──────── TEXT EXTRACT ────────
At FutureCon Chicago Cybersecurity Conference, Glenn Stout from Reasonable Risk presented best practices on managing your cybersecurity and risk program and show it is effective. View the session.
SPEAKER: Glenn A. Stout, PHD
Partner, Reasonable Risk
CISSP, CISM, GSEC, PMP, ISO 27001 Lead Auditor, CMMC (RP)
Is your cybersecurity program effective? Does the C-Suite understand the progress you’ve made? Conveying the state of your security program shouldn’t leave Executives saying, “Why do we need to do these projects?” or “I don’t get it. Do we need to spend this much?”
In this session, Glenn Stout, Ph.D. will provide a way to communicate your security posture and remediation progress by answering straightforward questions such as “Are we ok?” and “How do we get to ok?” by using tools, graphs, and clear business language.
Thank you. Thank you. I don’t know who wrote that, but goodness. Thank you, everybody.
Pleasure to be here this morning.
We’re demonstrating our cybersecurity program is effective, and Welcome to our we have a quick thirty minutes here, and we’ll just go ahead and get right into it.
Our agenda for today, we’re gonna start with, our introduction and overview, and we’re gonna be do a little pointing over here when we need to. We’re gonna set up our cyber security program, operate our cyber security program, report on it, and then go over some conclusions.
────────
JOBS →
1) Print the conference session page from "In this session, Glenn" through "here this morning.", inclusive.
2) For each statement, answer yes or no based on the conference session page, and quote the words that decide it: (a) Glenn Stout is a partner at Reasonable Risk; (b) the agenda ends with conclusions; (c) the conference was held in Boston.
The listing is not needed.
──────── PROVIDED RECORDS ────────
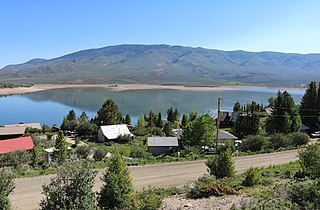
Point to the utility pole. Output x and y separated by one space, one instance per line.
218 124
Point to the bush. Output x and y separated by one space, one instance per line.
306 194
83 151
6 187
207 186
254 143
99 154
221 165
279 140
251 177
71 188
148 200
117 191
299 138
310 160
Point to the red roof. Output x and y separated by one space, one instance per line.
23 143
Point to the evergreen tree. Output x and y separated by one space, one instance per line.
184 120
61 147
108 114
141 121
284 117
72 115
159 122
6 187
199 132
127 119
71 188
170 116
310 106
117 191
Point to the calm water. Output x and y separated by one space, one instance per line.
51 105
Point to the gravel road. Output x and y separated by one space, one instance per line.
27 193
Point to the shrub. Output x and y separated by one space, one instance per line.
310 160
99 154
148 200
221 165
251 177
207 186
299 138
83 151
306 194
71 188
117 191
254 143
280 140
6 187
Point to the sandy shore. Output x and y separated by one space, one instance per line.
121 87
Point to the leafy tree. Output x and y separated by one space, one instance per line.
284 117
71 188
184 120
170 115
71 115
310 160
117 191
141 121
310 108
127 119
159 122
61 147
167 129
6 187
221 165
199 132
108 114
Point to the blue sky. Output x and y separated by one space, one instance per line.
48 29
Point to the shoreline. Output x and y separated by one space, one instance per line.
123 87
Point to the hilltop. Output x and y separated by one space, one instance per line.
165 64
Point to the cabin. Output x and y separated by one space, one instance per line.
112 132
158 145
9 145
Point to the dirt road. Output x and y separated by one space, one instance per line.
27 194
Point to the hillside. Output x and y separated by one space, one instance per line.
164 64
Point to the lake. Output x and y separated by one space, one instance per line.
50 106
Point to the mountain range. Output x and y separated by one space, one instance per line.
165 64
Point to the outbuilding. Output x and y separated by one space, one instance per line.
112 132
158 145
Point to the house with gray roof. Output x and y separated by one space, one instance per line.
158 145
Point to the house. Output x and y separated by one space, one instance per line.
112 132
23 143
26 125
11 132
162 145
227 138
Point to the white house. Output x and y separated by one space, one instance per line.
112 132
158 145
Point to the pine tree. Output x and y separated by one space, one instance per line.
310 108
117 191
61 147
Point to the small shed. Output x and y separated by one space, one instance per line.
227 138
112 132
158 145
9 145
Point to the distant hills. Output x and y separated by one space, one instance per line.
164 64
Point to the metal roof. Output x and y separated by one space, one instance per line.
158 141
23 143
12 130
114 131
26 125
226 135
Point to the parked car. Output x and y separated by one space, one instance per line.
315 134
────────
──────── PROVIDED RECORDS ────────
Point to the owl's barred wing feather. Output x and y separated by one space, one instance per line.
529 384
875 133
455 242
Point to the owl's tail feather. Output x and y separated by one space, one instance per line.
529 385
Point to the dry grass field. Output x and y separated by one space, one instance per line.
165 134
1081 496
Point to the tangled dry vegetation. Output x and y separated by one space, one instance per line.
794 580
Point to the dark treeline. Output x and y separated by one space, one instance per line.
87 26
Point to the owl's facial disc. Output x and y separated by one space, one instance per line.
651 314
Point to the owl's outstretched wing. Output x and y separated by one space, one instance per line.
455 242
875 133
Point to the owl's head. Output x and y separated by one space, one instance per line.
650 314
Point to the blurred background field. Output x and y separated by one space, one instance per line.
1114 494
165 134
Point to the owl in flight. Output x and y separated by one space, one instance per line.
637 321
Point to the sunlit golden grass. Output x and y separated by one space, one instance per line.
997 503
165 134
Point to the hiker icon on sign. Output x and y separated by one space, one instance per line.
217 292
────────
──────── PROVIDED RECORDS ────────
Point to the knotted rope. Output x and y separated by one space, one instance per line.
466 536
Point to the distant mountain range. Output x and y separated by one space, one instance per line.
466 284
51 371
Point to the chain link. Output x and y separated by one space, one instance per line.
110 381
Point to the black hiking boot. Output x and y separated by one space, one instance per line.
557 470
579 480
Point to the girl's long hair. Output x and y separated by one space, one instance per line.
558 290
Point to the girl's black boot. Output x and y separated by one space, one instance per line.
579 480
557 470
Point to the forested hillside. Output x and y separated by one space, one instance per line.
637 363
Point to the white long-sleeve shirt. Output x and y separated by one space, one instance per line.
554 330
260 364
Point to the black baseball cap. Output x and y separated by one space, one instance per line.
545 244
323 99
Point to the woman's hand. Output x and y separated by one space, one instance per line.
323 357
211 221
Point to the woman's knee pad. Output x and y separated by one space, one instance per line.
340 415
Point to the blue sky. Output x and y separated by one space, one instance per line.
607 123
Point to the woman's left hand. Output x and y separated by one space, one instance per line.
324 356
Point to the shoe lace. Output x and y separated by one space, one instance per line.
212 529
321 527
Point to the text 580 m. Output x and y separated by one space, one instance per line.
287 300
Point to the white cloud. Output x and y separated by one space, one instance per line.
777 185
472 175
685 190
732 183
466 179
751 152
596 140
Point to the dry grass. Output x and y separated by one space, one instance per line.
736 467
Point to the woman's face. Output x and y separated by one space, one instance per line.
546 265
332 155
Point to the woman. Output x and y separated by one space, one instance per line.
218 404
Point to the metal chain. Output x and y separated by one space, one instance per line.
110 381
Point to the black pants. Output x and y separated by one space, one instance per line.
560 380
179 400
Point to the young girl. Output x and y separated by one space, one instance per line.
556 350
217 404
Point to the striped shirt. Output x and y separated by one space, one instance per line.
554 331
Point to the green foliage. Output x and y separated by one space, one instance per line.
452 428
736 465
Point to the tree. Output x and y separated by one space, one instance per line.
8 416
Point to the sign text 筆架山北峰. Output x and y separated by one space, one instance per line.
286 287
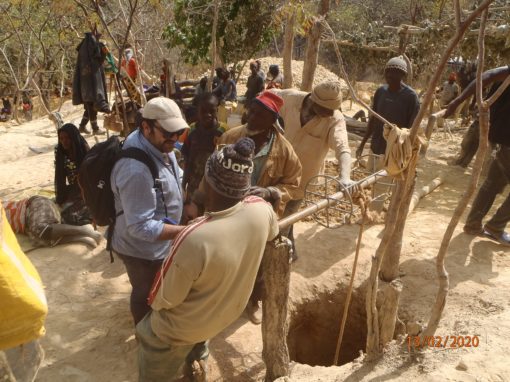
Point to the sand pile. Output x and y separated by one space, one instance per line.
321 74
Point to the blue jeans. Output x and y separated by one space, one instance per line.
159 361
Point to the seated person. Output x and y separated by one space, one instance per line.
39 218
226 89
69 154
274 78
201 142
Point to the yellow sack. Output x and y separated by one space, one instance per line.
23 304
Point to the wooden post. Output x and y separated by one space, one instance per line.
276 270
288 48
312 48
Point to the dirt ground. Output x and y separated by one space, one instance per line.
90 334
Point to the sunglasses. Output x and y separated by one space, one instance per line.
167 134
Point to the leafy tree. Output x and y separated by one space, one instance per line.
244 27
────────
EXERCISE SOLUTIONS →
1)
In this session, Glenn Stout, Ph.D. will provide a way to communicate your security posture and remediation progress by answering straightforward questions such as “Are we ok?” and “How do we get to ok?” by using tools, graphs, and clear business language.
Thank you. Thank you. I don’t know who wrote that, but goodness. Thank you, everybody.
Pleasure to be here this morning.

2)
(a) Yes: "Partner, Reasonable Risk"
(b) Yes: "and then go over some conclusions"
(c) No: "At FutureCon Chicago Cybersecurity Conference"